Township in Minnesota, United States

Hill Lake Township is a township in Aitkin County, Minnesota, United States. The population was 435 as of the 2020 census.

==Geography==
According to the United States Census Bureau, the township has a total area of 89.1 km2, of which 86.1 km2 is land and 2.9 km2, or 3.31%, is water.

The city of Hill City lies within the township but is a separate entity.

===Major highways===
- U.S. Highway 169
- Minnesota State Highway 200

===Lakes===
- Bible Lake
- Chamberlin Lake
- Hill Lake (vast majority)
- Previs Lake

===Adjacent townships===
- Wildwood Township, Itasca County (northeast)
- Macville Township (south)
- Spang Township, Itasca County (northwest)

===Cemeteries===
The township contains Hill Lake Cemetery.

==Demographics==
As of the census of 2000, there were 447 people, 167 households, and 121 families residing in the township. The population density was 13.4 PD/sqmi. There were 296 housing units at an average density of 8.9 /sqmi. The racial makeup of the township was 96.64% White, 0.22% African American, 1.12% Native American, and 2.01% from two or more races. Hispanic or Latino of any race were 0.22% of the population.

* [Material provided]:
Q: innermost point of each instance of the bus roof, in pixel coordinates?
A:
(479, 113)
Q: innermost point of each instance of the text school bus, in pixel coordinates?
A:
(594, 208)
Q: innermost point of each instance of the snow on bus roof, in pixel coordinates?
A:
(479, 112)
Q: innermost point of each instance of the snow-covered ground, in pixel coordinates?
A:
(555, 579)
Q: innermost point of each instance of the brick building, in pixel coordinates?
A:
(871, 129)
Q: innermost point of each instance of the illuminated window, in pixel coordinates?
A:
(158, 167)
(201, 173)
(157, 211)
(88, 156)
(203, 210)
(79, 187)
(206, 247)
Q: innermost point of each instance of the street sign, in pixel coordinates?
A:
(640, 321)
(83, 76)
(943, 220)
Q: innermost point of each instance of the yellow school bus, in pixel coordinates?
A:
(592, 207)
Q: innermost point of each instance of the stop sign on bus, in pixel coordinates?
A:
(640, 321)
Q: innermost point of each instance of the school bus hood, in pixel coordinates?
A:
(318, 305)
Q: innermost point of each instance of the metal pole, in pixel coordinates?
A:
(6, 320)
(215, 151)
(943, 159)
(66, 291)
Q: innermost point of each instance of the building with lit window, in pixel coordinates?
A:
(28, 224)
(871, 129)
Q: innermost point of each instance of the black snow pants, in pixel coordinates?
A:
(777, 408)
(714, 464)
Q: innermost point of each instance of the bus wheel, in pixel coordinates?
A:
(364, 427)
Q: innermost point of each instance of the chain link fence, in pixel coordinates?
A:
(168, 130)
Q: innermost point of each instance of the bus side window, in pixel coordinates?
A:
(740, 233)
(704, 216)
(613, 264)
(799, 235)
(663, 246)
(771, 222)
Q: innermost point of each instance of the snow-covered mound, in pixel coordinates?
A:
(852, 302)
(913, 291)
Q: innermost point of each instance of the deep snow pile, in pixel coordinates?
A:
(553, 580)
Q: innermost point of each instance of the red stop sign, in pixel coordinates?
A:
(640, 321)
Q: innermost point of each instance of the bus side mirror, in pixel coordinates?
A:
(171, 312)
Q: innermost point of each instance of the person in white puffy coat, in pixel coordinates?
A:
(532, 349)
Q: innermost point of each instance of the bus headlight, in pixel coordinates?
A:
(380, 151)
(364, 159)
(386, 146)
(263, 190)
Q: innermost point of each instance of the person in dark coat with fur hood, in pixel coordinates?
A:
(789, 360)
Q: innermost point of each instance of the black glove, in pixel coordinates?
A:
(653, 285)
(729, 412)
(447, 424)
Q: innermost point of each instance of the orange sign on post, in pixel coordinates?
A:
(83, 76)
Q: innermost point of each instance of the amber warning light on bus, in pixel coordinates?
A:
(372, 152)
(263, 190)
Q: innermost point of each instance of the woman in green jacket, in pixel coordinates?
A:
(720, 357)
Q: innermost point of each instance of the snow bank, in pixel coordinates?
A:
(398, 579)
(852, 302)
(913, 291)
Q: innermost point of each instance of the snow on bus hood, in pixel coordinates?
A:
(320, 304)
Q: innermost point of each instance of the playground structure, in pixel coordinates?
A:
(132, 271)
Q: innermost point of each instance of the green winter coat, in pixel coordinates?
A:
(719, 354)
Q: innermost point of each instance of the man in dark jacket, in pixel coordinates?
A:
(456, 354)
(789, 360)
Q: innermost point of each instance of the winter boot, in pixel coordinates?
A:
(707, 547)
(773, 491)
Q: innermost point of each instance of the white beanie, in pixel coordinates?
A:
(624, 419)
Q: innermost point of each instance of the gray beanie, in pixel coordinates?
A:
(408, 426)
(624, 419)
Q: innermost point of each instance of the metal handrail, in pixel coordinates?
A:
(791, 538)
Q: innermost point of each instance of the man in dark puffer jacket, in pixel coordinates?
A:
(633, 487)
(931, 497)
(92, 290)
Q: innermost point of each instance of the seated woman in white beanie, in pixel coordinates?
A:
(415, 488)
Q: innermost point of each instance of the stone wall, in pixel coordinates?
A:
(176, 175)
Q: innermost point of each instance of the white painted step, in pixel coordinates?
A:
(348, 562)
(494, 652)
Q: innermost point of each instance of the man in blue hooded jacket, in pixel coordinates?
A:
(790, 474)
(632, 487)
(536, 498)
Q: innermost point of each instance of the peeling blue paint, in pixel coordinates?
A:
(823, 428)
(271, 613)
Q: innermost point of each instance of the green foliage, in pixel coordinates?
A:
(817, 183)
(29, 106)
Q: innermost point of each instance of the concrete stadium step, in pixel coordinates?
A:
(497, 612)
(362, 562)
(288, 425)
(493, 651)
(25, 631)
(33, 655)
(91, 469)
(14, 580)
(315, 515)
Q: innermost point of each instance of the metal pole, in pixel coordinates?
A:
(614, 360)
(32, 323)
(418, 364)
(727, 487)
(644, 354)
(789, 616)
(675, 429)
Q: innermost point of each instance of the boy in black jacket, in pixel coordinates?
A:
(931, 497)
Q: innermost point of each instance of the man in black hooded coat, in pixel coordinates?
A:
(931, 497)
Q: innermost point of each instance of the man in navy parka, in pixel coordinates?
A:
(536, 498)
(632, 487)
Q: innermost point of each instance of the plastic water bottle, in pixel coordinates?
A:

* [Prompt]:
In the text on Hill Lake Township, rewrite the paragraph that begins "As of the census of 2000" as a short bulleted list that keeps its main figures.

* [Answer to this exercise]:
- 2000 census: 447 people, 167 households, 121 families
- Population density: 13.4 per square mile
- Housing: 296 units, at 8.9 per square mile
- Racial makeup: 96.64% White, 0.22% African American, 1.12% Native American, 2.01% two or more races
- Hispanic or Latino of any race: 0.22%